:: Set problem ::
Copy the listing below from its first line through the line that contains "236), (205, 364)]", requests included, and raise every coordinate in the answers by 26. Leave the picture out.

--- BEGIN ---

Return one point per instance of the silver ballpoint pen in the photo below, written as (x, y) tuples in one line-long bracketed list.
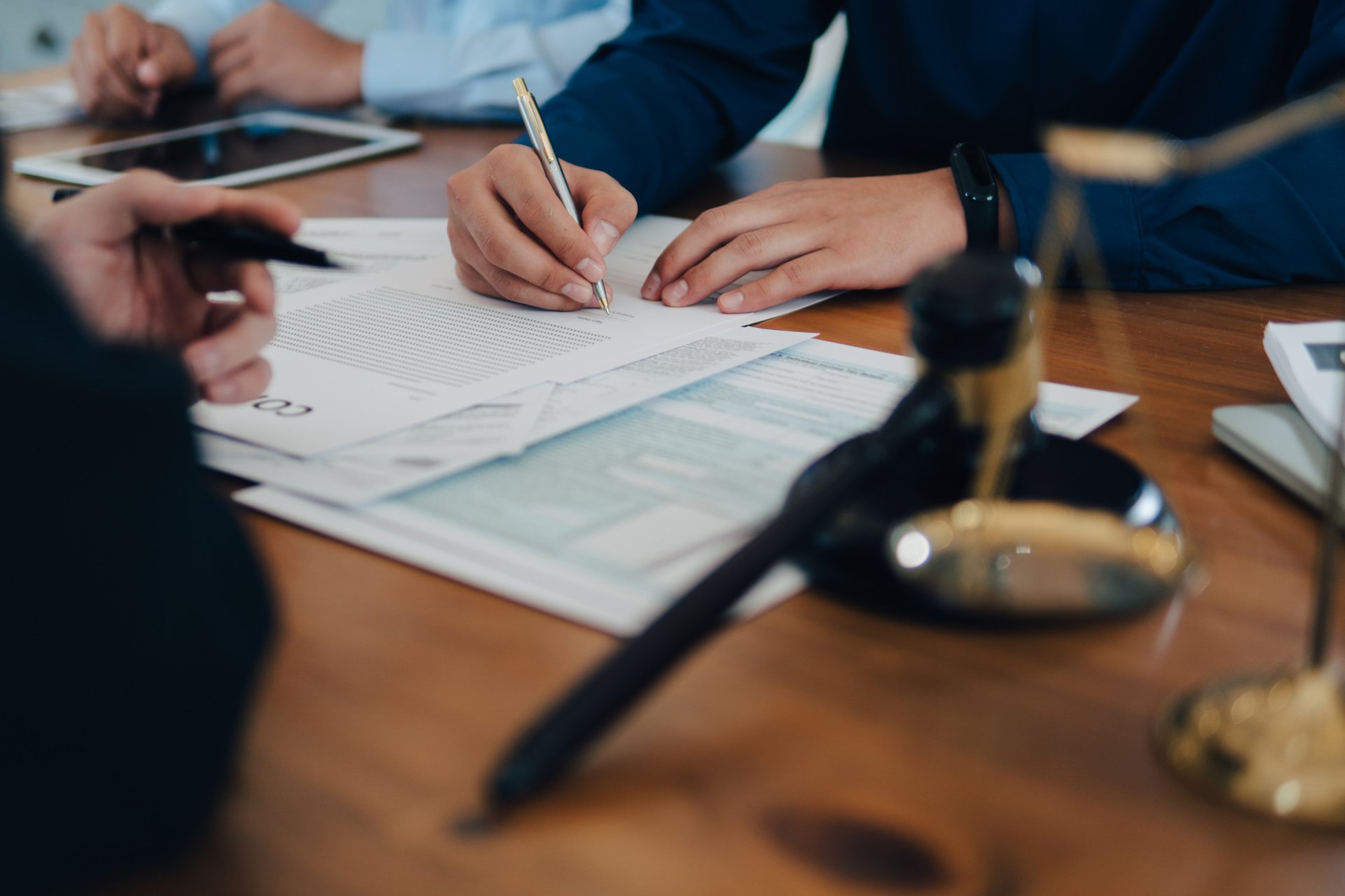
[(542, 144)]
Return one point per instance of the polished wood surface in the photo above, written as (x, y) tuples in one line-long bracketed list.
[(814, 748)]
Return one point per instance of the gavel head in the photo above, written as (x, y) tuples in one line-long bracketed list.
[(974, 323), (982, 518)]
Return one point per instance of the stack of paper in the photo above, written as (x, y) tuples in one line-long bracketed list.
[(631, 456), (608, 523), (366, 357), (1311, 364), (38, 106)]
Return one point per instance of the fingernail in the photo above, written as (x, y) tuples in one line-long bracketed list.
[(589, 270), (675, 292), (576, 292), (651, 287), (605, 236), (205, 364)]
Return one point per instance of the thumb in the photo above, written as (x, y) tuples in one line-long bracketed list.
[(168, 61)]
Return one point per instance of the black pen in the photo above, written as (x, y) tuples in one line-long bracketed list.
[(240, 241), (565, 731)]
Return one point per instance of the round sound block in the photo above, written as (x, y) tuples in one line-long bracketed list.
[(853, 558)]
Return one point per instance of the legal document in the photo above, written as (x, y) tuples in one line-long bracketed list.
[(609, 523), (464, 439), (390, 464), (41, 105), (361, 247), (375, 354)]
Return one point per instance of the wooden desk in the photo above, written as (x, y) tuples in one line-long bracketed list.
[(801, 751)]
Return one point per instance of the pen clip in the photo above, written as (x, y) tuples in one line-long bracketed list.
[(533, 118)]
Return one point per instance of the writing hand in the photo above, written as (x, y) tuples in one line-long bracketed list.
[(513, 237)]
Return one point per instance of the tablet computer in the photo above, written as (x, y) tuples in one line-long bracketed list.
[(263, 146)]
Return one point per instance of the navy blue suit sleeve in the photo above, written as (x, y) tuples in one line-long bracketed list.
[(134, 616), (1276, 219), (689, 84)]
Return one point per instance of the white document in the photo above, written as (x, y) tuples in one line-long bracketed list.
[(392, 464), (609, 523), (464, 439), (38, 106), (362, 247), (359, 245), (1311, 364), (380, 353), (576, 404)]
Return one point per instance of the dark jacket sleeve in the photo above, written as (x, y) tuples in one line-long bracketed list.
[(687, 85), (1276, 219), (134, 616)]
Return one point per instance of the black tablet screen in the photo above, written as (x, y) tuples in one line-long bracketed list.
[(223, 152)]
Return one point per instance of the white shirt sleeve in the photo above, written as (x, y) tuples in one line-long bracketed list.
[(198, 20), (469, 77)]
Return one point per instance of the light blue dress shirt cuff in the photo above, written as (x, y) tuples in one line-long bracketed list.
[(469, 77)]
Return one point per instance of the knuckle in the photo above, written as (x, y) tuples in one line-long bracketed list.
[(750, 245), (492, 248), (795, 275), (715, 219), (552, 282)]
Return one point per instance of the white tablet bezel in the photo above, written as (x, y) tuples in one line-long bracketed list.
[(65, 165)]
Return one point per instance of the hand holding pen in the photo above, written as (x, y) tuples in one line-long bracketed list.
[(513, 237), (130, 286)]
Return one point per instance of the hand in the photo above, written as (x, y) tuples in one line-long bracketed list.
[(839, 233), (513, 237), (121, 64), (140, 288), (273, 51)]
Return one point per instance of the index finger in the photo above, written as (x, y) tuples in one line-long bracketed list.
[(125, 38), (233, 33), (526, 190), (709, 232)]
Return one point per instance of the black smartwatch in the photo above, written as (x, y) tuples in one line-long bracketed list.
[(979, 194)]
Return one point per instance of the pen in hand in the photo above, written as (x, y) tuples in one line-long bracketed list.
[(546, 153), (237, 240)]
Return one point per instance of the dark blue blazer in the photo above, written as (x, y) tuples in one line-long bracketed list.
[(134, 616), (691, 81)]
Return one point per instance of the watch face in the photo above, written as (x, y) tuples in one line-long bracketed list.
[(972, 171)]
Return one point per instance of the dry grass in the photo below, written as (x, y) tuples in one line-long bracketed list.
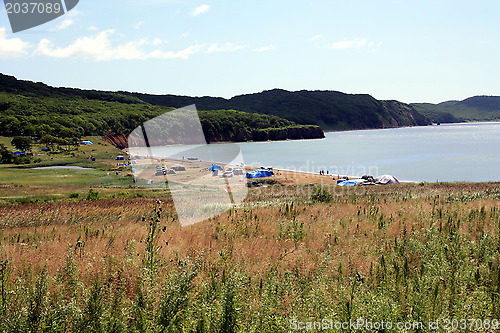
[(280, 235)]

--- END ---

:: The completed task ::
Return one point per instance of the silver ballpoint pen in the photo below, written as (x, y) tuples in one line-long bracketed list.
[(568, 170)]
Return one point per instance of the polished wood surface in the photo above, written as (x, y) tuples in one line-long bracketed list.
[(840, 774)]
Return one point per instance of the gavel head in the photo above, written as (x, y) tuples in one line-long bracketed list.
[(1000, 349), (1008, 544)]
Return one point per instance of the stack of paper in the photo above, written as (x, y) tuples in one line-long bracketed list.
[(657, 482), (634, 549), (392, 383), (1337, 390), (64, 132)]
Return one point per instance of the fingernail in the photo above, written as (x, y) tuples in one line-long bracketed list.
[(615, 296), (701, 318), (602, 318), (677, 313), (631, 262), (231, 390)]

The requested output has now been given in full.